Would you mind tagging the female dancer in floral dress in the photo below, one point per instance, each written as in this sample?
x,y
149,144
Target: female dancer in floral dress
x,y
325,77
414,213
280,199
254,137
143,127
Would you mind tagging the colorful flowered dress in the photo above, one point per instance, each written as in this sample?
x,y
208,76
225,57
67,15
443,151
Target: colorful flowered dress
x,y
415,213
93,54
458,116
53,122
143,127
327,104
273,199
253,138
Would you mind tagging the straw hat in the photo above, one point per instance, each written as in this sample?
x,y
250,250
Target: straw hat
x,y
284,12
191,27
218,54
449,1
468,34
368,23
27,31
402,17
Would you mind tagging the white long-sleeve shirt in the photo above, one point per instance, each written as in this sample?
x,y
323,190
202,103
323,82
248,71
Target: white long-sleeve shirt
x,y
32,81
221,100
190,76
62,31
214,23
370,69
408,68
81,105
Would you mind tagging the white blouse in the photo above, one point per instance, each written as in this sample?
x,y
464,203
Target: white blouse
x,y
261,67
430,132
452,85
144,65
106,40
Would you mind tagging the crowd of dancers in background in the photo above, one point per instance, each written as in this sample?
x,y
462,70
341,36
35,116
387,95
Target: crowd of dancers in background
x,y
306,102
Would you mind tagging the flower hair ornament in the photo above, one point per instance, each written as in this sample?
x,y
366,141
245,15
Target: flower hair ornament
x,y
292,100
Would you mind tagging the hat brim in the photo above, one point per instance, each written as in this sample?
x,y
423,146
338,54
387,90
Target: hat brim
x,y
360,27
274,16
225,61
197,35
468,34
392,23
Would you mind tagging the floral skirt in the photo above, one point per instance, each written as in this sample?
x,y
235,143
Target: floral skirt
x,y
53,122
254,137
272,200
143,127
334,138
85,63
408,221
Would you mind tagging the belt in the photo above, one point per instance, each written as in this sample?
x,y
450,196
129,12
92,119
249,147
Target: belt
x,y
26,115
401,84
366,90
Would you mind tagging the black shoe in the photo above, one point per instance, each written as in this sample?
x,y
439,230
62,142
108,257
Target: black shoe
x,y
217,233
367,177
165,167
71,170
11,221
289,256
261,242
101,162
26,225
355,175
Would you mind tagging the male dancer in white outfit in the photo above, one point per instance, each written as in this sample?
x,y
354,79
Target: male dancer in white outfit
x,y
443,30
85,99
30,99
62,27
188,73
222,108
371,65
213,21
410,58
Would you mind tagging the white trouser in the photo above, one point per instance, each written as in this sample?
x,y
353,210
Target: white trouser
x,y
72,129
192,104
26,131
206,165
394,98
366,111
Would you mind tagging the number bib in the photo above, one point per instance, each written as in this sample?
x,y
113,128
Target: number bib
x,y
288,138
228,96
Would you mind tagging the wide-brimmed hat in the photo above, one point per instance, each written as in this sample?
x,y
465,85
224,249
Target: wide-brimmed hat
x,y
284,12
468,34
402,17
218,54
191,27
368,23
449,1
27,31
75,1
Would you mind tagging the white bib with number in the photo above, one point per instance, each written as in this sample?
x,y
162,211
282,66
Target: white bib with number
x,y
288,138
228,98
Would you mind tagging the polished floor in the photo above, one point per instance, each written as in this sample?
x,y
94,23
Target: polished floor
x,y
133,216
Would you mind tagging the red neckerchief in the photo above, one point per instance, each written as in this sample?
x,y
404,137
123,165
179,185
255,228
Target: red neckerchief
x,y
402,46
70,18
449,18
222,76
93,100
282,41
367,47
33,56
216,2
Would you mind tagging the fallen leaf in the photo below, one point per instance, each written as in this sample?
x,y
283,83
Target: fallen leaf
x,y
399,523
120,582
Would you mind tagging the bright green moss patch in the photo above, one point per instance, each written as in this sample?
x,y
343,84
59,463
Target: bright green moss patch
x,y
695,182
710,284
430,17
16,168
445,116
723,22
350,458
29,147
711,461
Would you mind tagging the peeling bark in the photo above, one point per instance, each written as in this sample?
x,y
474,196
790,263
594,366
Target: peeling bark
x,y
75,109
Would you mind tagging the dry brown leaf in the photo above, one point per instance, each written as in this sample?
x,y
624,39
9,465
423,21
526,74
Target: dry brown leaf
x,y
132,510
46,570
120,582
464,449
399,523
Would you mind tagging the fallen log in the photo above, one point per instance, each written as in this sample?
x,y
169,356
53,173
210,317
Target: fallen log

● **Brief**:
From the "Would you mind tagging the bright" line to the close of the listing, restate each line word for word.

● **Solved problem**:
Would you mind tagging the bright green moss patch in the photo above, one point per instance, each written as in this sample?
x,y
343,84
59,463
Target: bright green moss patch
x,y
695,182
710,284
430,17
16,168
445,116
723,22
350,458
29,147
711,461
Would you mind tagging the peeling bark in the photo above, one point per instance, each written as in this sample?
x,y
474,196
790,263
594,366
Target: peeling bark
x,y
75,109
Would you mind tagging the dry brown leaf in the photo above, one point per instance, each written as in this sample?
x,y
624,39
9,465
423,21
526,74
Target: dry brown leaf
x,y
132,510
46,570
120,582
464,449
399,523
Would you mind tagging the fallen log in the photo above, one point per instance, each written as in this sample?
x,y
169,356
53,173
210,317
Target: fallen log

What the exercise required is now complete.